Single by New Order
- B-side: "Everything's Gone Green"
- Released: September 1981
- Recorded: 10–13 March 1981
- Studio: Strawberry Studios; Yellow Two Studios;
- Genre: Post-punk
- Length: 4:27
- Label: Factory FAC 53
- Songwriters: Gillian Gilbert, Peter Hook, Stephen Morris, Bernard Sumner
- Producer: Martin Hannett

New Order singles chronology
| "Ceremony" (1981) | "Procession" (1981) | "Everything's Gone Green" (1981) |

Music video
- "Procession" on YouTube

= Procession (New Order song) =

"Procession" is the second single by the British group New Order, released in September 1981 on 7" vinyl record. It is a double A side with "Everything's Gone Green". The single's Factory Records catalogue number is FAC 53. (Labelled as B Music)

== Background and recording ==
Along with "Everything's Gone Green", "Procession" was recorded during a three day studio session with Martin Hannett in Strawberry Studios and Yellow Two Studios. Bernard Sumner, at the request of Hannett, re-recorded his vocals at least forty-three times. In retrospect for his book Substance: Inside New Order, Peter Hook wrote: "'Procession' was a good song and Barney was doing a good vocal. The only problem in the studio that night was Martin." Hannett additionally requested the backing vocals from Gillian Gilbert; Hook was against it, but was outvoted by the rest of the band.

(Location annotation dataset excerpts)
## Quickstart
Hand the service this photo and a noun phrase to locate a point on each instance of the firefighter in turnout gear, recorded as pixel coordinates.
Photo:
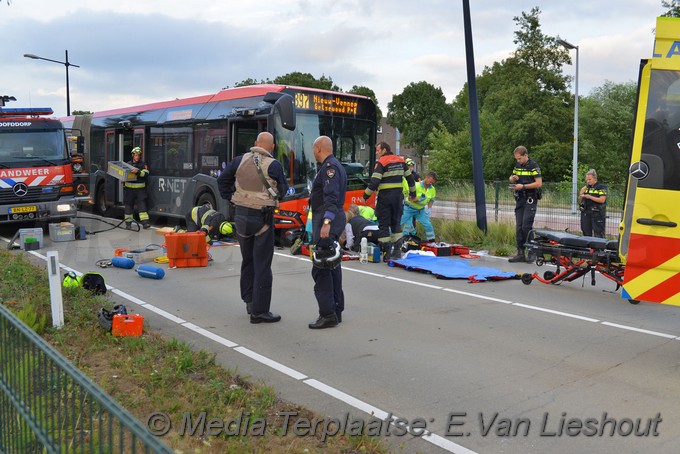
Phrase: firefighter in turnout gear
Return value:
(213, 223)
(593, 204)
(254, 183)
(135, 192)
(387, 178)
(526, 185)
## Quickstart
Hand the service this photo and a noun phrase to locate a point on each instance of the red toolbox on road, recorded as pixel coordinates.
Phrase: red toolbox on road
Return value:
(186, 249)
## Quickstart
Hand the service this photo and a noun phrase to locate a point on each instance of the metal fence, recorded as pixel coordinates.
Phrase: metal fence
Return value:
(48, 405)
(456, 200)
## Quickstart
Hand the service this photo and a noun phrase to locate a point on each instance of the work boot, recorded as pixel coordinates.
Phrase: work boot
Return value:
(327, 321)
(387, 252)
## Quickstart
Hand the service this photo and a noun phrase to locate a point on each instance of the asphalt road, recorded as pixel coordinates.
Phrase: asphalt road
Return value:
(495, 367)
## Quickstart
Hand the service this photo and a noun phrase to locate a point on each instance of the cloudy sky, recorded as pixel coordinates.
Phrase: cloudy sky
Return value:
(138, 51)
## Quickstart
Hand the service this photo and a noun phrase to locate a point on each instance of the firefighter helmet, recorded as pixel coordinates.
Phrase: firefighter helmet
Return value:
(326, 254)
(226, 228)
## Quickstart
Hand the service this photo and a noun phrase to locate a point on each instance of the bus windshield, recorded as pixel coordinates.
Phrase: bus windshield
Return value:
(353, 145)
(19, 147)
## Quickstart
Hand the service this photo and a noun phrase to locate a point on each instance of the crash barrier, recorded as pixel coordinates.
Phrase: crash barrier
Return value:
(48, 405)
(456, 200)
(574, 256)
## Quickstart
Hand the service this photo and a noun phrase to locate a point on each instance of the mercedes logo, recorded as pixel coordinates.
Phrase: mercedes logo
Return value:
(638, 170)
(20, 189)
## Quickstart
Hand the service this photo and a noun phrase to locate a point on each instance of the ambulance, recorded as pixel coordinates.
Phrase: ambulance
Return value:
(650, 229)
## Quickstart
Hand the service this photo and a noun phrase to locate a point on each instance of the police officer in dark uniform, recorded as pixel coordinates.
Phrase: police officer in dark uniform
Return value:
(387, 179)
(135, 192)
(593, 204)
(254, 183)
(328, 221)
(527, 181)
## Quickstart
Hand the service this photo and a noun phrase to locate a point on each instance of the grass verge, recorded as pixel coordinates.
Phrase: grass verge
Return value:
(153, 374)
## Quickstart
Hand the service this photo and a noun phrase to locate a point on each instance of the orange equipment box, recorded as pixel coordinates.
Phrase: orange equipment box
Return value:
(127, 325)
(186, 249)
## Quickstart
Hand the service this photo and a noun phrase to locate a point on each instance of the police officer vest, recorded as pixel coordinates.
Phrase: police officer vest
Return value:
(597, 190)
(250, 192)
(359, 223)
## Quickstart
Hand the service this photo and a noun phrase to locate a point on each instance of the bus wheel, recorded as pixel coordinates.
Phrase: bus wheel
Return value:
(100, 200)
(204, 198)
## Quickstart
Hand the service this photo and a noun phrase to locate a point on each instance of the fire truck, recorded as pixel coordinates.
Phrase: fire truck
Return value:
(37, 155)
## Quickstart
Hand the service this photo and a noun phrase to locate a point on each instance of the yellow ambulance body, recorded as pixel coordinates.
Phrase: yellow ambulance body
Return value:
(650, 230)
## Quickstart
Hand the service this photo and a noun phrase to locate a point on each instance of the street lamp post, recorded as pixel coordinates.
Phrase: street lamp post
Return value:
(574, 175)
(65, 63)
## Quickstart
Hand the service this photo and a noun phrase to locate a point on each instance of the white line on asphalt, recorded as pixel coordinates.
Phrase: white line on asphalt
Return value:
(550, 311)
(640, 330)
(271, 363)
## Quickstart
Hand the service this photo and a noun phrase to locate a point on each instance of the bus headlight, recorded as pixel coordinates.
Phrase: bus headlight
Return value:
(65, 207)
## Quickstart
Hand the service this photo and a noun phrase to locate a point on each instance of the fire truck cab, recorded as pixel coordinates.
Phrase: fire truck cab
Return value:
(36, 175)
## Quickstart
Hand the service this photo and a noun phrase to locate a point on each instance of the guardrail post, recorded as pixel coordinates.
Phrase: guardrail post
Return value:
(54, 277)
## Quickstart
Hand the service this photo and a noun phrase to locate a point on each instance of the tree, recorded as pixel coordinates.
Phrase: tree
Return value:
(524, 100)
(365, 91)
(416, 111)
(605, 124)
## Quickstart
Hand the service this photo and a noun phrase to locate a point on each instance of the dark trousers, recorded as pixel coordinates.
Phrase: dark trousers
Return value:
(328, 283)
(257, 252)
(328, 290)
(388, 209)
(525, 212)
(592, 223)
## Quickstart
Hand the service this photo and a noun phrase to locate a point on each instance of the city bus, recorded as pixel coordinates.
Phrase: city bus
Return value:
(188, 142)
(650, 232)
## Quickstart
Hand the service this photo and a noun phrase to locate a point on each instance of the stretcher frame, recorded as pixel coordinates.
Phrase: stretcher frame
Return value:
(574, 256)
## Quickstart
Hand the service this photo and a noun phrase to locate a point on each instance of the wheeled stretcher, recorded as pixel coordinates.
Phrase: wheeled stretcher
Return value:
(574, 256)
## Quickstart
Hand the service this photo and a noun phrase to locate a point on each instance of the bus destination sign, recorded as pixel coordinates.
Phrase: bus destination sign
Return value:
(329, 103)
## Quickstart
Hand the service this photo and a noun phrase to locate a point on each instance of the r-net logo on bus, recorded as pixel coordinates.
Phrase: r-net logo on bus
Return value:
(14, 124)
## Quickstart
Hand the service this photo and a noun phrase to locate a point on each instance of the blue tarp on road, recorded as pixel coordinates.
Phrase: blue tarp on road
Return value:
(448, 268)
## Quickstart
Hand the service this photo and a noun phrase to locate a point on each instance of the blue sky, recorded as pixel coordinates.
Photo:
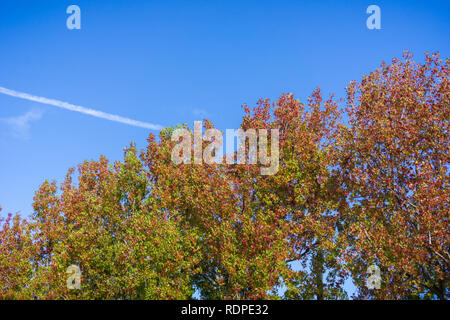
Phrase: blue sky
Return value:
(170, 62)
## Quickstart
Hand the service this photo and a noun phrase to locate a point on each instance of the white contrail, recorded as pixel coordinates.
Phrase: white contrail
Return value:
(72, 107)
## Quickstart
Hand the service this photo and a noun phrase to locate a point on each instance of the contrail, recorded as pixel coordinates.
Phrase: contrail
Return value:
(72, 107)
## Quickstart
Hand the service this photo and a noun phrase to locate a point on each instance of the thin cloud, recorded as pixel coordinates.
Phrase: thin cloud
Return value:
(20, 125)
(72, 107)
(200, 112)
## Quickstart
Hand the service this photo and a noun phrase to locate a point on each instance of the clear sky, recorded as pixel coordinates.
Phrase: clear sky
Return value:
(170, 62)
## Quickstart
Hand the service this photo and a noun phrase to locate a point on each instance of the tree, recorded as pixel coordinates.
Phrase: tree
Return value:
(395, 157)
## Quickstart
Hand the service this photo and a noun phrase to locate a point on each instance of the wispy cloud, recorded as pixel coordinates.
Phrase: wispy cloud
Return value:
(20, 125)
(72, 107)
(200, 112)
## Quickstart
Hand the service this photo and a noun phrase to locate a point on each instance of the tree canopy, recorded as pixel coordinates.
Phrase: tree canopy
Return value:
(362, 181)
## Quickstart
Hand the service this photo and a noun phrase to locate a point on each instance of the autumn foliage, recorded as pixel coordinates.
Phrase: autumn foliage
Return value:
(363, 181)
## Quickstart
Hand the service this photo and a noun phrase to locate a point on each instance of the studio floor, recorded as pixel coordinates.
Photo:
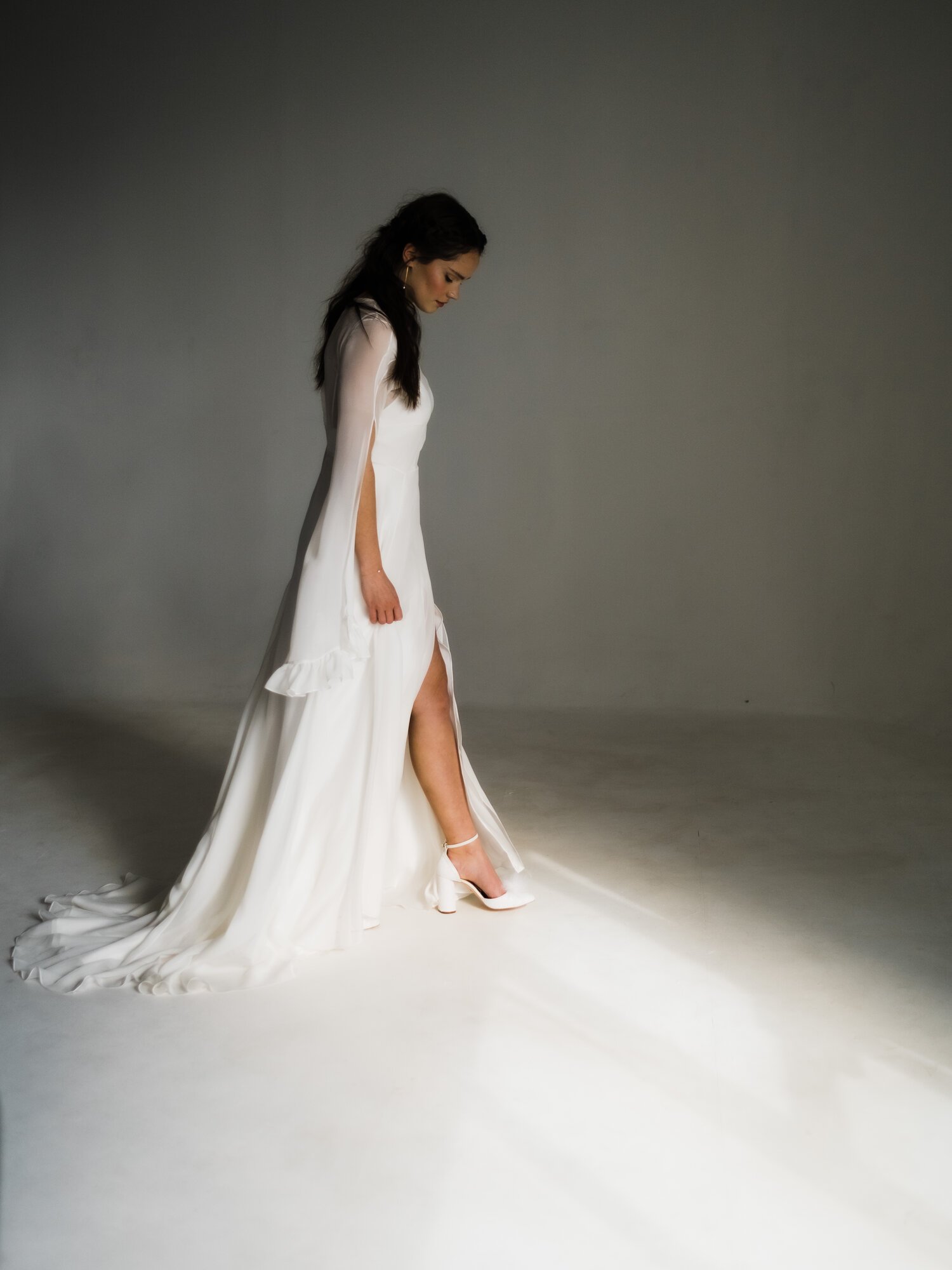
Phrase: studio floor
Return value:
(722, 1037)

◆ To do:
**A.** Answer these questions from the page on the New Order song "Procession":
(i) What is the single's Factory Records catalogue number?
(ii) At least how many times did Bernard Sumner re-record his vocals?
(iii) Which band member opposed having Gillian Gilbert sing backing vocals?
**B.** From the page on the New Order song "Procession", copy everything from "Music video" down to "as B Music)".
**C.** Carry on the page about the New Order song "Procession" from the point where it ends.

◆ Responses:
**A.**
(i) FAC 53
(ii) Forty-three
(iii) Peter Hook

**B.**
Music video
- "Procession" on YouTube

= Procession (New Order song) =

"Procession" is the second single by the British group New Order, released in September 1981 on 7" vinyl record. It is a double A side with "Everything's Gone Green". The single's Factory Records catalogue number is FAC 53. (Labelled as B Music)

**C.**
== Composition ==
Though all of New Order's songs are credited as group compositions, Hook has stated that the lyricist of "Procession" is Stephen Morris:"Procession" was a complete contrast to "Ceremony": Steve had written the lyrics and the vocal hook, and it sounded very poppy and immediate. It also helped us find a great use for that Yamaha amp we'd bought in America that cost us a fortune in import duty. It had a reverb spring in it, and when you shook it, it made a great noise. So we shook it like hell, recorded it and featured it in the song.

== Availability ==
The song does not appear on any of New Order's studio albums; it does, however, appear on the EP 1981–1982, the CD, cassette, and Digital Audio Tape releases of the 1987 singles compilation Substance (where it is erroneously listed as a B-side), the 2005 compilation Singles, and the 2008 Collector's Edition of the band's debut album Movement.

==Artwork==
Similar to the album cover for Movement, the artwork is taken from a "Dinamo Futurista" magazine cover done by Italian futurist designer Fortunato Depero. Notably, the UK release's sleeve came in nine versions, all with different colours: black, blue, aqua, yellow, red, brown, orange, green and purple. The second side of the single contains a shortened version of "Everything's Gone Green", the full-length version of which was later released as a 12" single on its own.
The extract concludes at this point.